You may be familiar with a little book entitled Children’s Letters to God. It’s a delightful book because it gives us a glimpse into what children think God is like. Here are a few samples:
“Dear God, In Sunday School they told us what You do. Who does it when You are on vacation?”
“Dear God, Are you really invisible or is that a trick?”
“Dear God, did you mean for the giraffe to look like that or was it an accident?
“Dear God, I bet it is very hard for You to love all of everybody in the whole world. There are only 4 people in our family and I can never do it.”
Dear God, I went to this wedding and they kissed right in church. Is that okay?”
Dear God, Please send me a pony. I never asked for anything before, You can look it up.”
And I love this one: “Dear God, I do not think anybody could be a better God. Well, I just want You to know that. I am not just saying that because You are God already.”
It’s humorous to watch children struggle with the concept of coming to know God.
One of the key thoughts in all the Bible is this idea of knowing God. God said through Jeremiah, “Let not the wise man boast in his wisdom, let not the mighty man boast in his might, let not the rich man boast in his riches, but let him who boasts boast in this, that he understands and knows me.” (Jeremiah 9:23-24). God says the one thing we can take pride in is the fact that we know him.

## Exercise 1
Which rows below contain the word "with"? Pick out each of them and copy it.

## Raw records
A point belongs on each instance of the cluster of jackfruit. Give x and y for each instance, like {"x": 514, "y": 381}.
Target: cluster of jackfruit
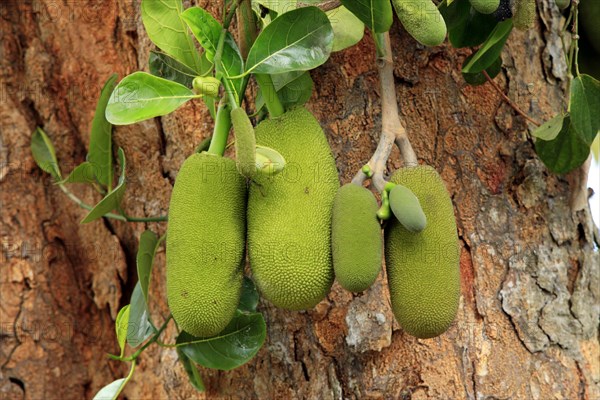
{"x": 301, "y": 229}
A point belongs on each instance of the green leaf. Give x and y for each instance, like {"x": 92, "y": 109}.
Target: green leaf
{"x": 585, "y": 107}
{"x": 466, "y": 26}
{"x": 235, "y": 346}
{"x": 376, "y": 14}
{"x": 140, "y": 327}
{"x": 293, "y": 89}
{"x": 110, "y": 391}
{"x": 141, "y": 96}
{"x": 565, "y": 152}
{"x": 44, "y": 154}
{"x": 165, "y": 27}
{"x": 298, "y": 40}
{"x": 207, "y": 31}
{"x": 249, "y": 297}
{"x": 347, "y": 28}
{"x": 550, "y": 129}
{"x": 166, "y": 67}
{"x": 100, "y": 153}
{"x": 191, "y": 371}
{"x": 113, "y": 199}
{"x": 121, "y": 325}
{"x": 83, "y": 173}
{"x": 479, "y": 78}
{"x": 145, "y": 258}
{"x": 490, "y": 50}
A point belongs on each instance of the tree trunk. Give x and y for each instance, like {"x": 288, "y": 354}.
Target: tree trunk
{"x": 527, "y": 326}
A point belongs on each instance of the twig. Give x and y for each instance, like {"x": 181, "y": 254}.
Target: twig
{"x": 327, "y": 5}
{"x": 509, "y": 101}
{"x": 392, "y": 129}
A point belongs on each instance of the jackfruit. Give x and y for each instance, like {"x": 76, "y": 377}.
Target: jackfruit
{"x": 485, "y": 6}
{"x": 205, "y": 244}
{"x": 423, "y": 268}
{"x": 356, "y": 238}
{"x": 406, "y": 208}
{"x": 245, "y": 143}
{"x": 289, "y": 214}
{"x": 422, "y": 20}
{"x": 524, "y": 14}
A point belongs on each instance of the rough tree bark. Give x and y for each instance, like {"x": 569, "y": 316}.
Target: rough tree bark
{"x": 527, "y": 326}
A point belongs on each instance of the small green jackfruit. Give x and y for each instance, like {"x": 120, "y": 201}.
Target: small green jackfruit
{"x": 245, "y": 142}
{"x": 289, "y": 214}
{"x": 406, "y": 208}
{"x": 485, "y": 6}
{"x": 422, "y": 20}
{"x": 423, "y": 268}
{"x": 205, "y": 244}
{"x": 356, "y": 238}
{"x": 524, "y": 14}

--

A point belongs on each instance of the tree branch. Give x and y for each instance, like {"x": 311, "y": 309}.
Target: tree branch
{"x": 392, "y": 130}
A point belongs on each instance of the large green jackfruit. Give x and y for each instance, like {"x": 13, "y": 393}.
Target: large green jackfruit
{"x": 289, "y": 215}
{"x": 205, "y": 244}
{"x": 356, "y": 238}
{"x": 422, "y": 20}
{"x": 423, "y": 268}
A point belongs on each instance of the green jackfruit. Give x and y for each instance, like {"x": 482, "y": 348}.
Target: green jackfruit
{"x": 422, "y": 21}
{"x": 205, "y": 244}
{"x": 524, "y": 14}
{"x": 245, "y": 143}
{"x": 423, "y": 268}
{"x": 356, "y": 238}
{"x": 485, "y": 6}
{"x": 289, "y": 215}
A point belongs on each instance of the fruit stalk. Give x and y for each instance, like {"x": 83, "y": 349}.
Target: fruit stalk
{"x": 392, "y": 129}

* * *

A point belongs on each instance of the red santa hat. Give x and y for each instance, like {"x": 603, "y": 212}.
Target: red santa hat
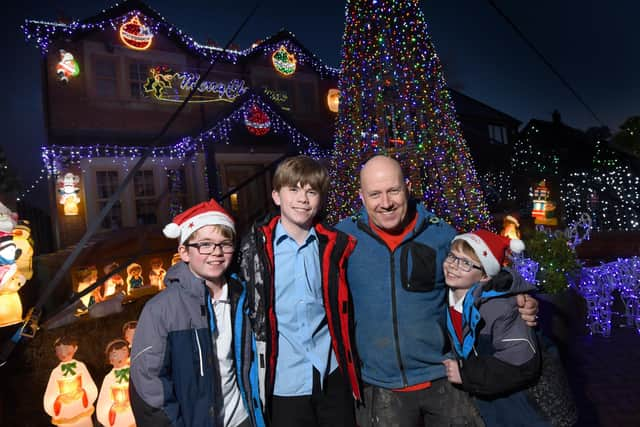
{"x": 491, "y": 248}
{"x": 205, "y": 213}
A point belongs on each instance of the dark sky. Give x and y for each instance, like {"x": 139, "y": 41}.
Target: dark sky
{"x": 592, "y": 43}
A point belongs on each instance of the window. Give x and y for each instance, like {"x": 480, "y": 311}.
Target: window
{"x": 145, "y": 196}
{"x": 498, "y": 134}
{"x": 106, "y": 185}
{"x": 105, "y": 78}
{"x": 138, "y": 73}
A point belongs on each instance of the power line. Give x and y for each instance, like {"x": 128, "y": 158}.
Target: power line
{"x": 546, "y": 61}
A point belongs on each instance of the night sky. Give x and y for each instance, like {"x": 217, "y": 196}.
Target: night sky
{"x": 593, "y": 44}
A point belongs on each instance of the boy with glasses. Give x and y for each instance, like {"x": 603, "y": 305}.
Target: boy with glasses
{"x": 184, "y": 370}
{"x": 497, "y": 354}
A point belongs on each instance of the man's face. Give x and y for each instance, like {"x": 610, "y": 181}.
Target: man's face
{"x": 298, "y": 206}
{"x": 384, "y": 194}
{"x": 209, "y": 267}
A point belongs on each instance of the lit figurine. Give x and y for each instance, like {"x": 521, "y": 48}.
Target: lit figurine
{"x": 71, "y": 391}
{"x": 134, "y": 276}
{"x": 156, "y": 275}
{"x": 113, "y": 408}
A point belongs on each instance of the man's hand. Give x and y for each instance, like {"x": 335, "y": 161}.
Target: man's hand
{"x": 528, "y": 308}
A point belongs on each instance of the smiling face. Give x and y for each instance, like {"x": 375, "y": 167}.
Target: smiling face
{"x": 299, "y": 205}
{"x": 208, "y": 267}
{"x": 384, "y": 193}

## Exercise 2
Can you repeat the passage about children's letters to God between "It’s humorous to" and "we know him.", inclusive, swapping "children" for "kids"?

## Full solution 1
A point belongs on each instance of the boy with glasses. Give x and y for each instance, like {"x": 603, "y": 305}.
Target: boy with glasses

## Full solution 2
It’s humorous to watch kids struggle with the concept of coming to know God.
One of the key thoughts in all the Bible is this idea of knowing God. God said through Jeremiah, “Let not the wise man boast in his wisdom, let not the mighty man boast in his might, let not the rich man boast in his riches, but let him who boasts boast in this, that he understands and knows me.” (Jeremiah 9:23-24). God says the one thing we can take pride in is the fact that we know him.